● PROBLEM STATEMENT
Find the line with "Exercise. Mark the lemon wedge" in the data below, then restate it and all remaining lines exactly, adding nothing.

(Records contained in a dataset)
= Beginning of Section =

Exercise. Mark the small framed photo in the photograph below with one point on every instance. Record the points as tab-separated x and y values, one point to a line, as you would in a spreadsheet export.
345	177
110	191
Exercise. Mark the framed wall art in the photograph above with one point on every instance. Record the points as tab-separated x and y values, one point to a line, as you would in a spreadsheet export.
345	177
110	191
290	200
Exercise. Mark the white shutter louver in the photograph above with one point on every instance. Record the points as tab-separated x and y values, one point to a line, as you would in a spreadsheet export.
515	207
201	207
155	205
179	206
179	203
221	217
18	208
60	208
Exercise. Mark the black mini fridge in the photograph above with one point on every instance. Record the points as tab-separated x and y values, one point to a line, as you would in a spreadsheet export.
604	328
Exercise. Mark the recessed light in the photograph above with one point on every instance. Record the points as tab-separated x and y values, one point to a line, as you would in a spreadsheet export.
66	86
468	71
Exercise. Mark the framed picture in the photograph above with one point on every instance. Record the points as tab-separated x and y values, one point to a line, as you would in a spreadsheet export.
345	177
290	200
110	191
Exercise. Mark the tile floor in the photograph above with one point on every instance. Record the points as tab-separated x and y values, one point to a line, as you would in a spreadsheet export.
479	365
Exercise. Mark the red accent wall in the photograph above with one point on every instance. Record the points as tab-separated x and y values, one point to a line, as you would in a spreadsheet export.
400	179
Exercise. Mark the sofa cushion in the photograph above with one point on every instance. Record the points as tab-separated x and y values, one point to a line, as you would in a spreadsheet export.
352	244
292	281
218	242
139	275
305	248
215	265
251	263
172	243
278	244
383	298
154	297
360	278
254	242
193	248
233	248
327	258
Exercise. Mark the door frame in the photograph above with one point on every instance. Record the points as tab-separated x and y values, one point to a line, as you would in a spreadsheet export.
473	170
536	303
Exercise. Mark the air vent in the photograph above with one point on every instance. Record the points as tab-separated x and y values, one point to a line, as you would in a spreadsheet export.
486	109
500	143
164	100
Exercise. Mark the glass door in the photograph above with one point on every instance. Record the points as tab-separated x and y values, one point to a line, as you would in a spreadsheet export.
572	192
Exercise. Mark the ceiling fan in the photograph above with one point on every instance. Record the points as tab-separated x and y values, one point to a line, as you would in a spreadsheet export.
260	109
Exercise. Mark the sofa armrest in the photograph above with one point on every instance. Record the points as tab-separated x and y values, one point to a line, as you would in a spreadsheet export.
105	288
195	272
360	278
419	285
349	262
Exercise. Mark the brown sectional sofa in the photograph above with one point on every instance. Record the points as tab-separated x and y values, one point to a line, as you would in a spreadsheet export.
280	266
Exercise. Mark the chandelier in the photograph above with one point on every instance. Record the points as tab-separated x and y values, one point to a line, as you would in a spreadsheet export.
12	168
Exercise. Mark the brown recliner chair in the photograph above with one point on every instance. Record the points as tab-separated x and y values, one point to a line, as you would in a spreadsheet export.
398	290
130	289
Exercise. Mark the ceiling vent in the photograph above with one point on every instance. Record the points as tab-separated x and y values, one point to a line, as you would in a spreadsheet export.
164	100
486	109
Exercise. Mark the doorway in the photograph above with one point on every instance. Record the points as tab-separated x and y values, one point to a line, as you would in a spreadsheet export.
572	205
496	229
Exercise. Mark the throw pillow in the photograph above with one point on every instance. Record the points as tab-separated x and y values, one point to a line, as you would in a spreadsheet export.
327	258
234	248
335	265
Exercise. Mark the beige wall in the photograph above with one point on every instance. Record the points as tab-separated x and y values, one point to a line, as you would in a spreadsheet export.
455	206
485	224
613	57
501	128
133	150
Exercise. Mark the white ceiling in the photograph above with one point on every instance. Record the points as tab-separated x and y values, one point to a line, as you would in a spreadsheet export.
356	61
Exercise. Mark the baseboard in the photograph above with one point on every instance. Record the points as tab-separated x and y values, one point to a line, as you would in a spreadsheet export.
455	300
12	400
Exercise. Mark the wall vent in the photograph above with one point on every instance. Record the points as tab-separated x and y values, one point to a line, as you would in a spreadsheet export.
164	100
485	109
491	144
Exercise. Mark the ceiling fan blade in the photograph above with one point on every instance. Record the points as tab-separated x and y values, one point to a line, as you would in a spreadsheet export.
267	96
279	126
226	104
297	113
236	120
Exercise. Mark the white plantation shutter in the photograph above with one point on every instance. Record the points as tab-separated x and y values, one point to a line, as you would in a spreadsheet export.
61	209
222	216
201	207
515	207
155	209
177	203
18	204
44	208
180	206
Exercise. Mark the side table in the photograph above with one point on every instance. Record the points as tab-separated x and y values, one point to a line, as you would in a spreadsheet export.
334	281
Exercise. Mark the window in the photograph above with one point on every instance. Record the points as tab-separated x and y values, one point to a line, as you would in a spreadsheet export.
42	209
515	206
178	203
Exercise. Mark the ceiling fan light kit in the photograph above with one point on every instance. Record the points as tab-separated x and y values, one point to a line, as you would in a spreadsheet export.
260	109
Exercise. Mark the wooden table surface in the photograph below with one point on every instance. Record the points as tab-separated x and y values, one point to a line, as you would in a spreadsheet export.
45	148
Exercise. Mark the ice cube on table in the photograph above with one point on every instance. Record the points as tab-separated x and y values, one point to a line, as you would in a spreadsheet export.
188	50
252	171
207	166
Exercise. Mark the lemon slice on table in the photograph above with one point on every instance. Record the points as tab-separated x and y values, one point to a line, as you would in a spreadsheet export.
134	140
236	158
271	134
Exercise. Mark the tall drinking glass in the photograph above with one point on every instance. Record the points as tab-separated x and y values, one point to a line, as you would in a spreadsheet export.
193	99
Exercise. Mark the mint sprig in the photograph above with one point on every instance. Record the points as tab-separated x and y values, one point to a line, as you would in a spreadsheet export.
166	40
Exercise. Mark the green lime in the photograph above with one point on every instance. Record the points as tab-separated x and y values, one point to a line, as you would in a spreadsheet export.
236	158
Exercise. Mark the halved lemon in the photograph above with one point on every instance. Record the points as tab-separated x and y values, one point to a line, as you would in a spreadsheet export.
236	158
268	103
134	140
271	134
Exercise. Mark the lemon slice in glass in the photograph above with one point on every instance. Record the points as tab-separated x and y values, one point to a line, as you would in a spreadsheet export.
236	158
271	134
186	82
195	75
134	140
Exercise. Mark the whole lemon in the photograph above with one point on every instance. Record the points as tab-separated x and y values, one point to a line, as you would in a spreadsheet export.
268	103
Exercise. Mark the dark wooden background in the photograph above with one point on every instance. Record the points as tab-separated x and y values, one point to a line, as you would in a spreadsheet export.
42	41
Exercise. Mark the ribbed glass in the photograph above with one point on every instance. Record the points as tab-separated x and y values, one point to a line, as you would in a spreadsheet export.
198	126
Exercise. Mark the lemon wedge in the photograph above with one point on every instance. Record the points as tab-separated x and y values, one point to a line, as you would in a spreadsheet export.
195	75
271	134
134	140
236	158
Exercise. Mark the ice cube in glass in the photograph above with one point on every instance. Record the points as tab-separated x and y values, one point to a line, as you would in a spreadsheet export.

= End of Section =

● REPLY
Exercise. Mark the lemon wedge in the photograph above with one point on every instance. Record the points as tab-separated x and y values, one point to a line, as you would in a spreadsheet export.
195	75
271	134
134	140
236	158
Exercise. Mark the ice cube in glass in the photograph above with one point on every instance. Record the points as tab-separated x and y values, one point to a line, as you would in a spreadsheet export.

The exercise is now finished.